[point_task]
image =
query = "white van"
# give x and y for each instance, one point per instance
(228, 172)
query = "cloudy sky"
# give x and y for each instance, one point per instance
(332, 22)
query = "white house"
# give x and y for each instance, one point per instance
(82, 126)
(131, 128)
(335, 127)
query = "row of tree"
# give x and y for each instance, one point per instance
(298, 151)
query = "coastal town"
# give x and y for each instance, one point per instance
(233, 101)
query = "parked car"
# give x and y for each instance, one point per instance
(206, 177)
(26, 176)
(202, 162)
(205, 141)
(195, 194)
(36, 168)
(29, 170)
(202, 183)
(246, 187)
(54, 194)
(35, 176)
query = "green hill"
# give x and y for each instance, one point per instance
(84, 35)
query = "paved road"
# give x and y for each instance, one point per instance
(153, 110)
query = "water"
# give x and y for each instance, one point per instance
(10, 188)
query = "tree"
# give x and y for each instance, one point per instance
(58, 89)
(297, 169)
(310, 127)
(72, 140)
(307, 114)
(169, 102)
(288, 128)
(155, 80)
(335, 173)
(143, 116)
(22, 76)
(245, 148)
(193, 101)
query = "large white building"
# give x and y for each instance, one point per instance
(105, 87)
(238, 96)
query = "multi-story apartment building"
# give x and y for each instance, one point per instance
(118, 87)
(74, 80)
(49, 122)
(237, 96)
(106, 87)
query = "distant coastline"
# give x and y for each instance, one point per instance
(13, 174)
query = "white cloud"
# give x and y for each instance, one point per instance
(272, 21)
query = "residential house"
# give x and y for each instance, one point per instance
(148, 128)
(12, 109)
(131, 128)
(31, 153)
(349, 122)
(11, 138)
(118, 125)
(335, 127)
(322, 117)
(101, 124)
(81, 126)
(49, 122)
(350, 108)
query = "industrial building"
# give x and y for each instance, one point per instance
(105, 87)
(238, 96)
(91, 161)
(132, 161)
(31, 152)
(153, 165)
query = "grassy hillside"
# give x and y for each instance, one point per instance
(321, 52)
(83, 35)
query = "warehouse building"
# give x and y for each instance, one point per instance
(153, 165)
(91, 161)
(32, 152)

+===+

SHORT PROBLEM: Write out the entire listing exactly.

FINAL RESULT:
[point_task]
image =
query = "white van"
# give x and y for each instance, one point per instance
(228, 172)
query = "cloudy sky"
# give x and y for each instance, one point per instance
(332, 22)
query = "white house"
# give x and y for each instance, one point per instance
(82, 126)
(131, 128)
(335, 127)
query = "row of tree"
# give x and y for each instance, one point per instance
(298, 151)
query = "coastal town"
# give x and y for each instance, one point per instance
(233, 101)
query = "parked car"
# give x and y for each instance, one point per instance
(206, 177)
(26, 176)
(202, 162)
(205, 141)
(195, 194)
(36, 168)
(29, 170)
(202, 183)
(246, 187)
(54, 194)
(35, 176)
query = "green hill"
# give x and y for each instance, one point per instance
(84, 35)
query = "paved road"
# give x and y for each instance, one point per instance
(153, 110)
query = "water"
# give x and y for each instance, one point per instance
(10, 188)
query = "tree"
# give x and y for each instance, one point per instance
(58, 89)
(297, 169)
(310, 127)
(72, 140)
(307, 114)
(169, 102)
(288, 128)
(155, 80)
(335, 173)
(143, 116)
(22, 76)
(245, 148)
(193, 101)
query = "large white building"
# give x and y for each instance, one point per instance
(105, 87)
(238, 96)
query = "multi-story apartment building"
# give x and y for each instance, one point per instance
(118, 87)
(74, 80)
(49, 122)
(237, 96)
(106, 87)
query = "distant coastline"
# give x and y for each instance, one point per instance
(13, 174)
query = "white cloud"
# give x and y for each instance, one point per instance
(272, 21)
query = "residential house"
# give x and y for each instance, one point per instance
(148, 128)
(12, 109)
(131, 128)
(31, 153)
(349, 122)
(11, 138)
(118, 125)
(335, 127)
(322, 117)
(101, 124)
(81, 126)
(49, 122)
(350, 108)
query = "industrial building"
# give x and y for each instance, one point per instance
(105, 87)
(238, 96)
(91, 161)
(132, 161)
(31, 152)
(153, 165)
query = "grassy hillside"
# give x and y for each instance, one point per instance
(321, 52)
(83, 35)
query = "warehouse building"
# give x and y for each instance, one point per instance
(153, 165)
(91, 161)
(32, 152)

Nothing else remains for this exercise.